## Task prompt
From the entries, return every line where the string "green" shows up.

--- Supplied material ---

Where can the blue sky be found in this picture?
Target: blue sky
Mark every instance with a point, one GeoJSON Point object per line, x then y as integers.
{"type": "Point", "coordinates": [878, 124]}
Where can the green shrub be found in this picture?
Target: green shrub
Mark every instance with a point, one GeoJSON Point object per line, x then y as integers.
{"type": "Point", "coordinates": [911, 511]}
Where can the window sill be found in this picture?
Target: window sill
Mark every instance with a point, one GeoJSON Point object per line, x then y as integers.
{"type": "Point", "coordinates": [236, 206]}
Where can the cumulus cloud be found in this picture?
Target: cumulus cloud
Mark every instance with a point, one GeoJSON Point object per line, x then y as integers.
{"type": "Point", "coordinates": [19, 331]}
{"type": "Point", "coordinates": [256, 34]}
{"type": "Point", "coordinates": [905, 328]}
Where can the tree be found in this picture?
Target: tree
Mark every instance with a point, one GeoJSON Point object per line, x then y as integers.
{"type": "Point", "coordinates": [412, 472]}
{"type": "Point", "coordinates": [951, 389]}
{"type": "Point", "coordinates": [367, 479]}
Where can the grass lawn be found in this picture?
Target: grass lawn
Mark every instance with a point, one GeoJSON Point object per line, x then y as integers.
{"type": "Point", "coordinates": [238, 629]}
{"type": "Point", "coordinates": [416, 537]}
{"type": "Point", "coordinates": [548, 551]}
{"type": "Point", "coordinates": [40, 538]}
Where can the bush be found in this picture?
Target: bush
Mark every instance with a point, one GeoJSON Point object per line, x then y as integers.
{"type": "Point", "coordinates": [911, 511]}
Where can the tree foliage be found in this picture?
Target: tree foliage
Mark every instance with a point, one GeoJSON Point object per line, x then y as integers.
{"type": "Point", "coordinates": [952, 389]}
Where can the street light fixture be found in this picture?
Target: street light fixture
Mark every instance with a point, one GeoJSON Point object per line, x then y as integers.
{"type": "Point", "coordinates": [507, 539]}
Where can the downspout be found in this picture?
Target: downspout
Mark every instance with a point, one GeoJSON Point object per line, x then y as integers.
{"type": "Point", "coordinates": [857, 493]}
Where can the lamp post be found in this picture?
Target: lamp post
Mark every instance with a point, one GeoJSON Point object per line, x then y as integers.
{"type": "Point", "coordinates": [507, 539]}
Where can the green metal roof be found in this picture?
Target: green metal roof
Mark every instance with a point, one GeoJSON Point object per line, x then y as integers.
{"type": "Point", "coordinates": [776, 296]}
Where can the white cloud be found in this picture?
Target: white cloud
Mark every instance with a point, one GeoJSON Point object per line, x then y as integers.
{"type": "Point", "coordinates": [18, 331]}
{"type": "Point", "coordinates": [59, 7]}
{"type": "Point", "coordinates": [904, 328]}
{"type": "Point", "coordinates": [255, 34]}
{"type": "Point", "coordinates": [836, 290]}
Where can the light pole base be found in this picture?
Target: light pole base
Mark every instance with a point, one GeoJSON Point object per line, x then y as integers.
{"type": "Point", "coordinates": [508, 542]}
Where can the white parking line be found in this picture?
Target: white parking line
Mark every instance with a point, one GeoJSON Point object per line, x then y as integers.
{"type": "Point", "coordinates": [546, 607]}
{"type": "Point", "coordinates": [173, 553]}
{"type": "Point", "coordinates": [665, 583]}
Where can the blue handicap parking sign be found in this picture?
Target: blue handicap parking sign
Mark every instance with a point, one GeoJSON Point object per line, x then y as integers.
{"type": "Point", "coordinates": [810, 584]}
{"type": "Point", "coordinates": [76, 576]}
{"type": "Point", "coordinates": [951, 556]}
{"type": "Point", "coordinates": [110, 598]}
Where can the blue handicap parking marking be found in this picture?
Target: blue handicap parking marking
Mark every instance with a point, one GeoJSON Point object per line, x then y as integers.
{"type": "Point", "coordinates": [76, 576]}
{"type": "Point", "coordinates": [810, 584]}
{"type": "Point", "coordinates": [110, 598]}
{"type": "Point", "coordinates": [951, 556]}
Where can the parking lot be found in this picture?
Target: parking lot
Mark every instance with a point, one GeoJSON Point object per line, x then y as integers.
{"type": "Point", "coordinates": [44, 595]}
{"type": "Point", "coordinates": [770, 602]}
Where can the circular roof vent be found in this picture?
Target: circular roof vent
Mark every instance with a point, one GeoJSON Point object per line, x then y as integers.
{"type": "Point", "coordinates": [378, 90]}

---

## Expected answer
Where can the green shrub be found in this picture?
Target: green shrub
Where can the green metal roof be found in this picture?
Target: green metal roof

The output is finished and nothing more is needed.